**Exercise details**
Among the lines below, list those containing the string "front".

---

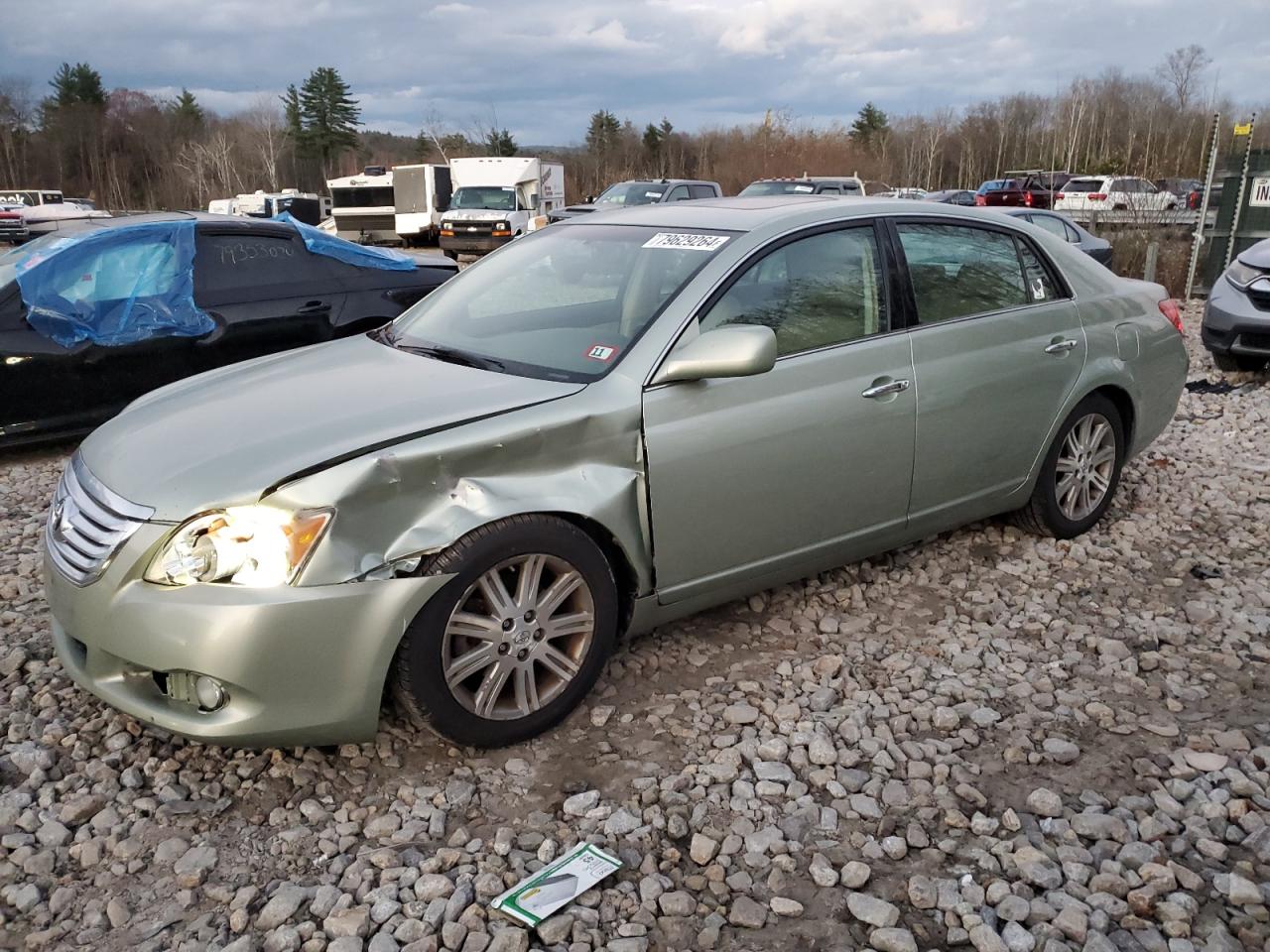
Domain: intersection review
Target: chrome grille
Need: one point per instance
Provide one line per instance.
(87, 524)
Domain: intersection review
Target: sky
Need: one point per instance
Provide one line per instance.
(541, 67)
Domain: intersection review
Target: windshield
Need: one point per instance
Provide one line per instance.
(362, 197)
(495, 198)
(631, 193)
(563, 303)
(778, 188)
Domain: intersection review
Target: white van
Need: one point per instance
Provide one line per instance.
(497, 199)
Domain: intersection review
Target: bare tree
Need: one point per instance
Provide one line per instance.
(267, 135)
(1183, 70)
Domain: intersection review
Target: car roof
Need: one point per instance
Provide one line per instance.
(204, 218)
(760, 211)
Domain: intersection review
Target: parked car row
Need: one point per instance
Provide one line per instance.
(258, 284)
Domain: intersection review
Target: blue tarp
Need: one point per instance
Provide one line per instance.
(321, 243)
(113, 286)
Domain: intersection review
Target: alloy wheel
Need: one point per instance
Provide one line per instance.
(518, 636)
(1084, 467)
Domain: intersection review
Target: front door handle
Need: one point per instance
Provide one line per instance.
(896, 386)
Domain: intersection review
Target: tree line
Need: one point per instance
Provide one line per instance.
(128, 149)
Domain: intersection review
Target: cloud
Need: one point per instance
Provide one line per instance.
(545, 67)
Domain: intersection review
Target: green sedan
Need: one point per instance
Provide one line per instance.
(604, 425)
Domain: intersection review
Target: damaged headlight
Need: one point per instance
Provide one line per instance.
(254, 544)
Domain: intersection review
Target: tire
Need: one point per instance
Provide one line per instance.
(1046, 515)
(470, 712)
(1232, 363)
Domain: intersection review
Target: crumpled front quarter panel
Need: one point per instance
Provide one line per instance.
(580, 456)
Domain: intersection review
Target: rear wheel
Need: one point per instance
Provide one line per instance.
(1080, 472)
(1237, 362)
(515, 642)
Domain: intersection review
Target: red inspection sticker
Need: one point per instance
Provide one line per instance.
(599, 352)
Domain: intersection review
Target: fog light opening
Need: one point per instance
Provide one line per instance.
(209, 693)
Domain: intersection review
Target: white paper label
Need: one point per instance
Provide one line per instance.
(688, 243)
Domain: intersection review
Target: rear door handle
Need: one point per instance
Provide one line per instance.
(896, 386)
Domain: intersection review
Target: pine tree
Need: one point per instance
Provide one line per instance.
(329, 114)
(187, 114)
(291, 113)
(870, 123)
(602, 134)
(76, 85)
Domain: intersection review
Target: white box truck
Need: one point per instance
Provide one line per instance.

---

**Exercise output**
Target: front door handle
Target: crumpled front quarter panel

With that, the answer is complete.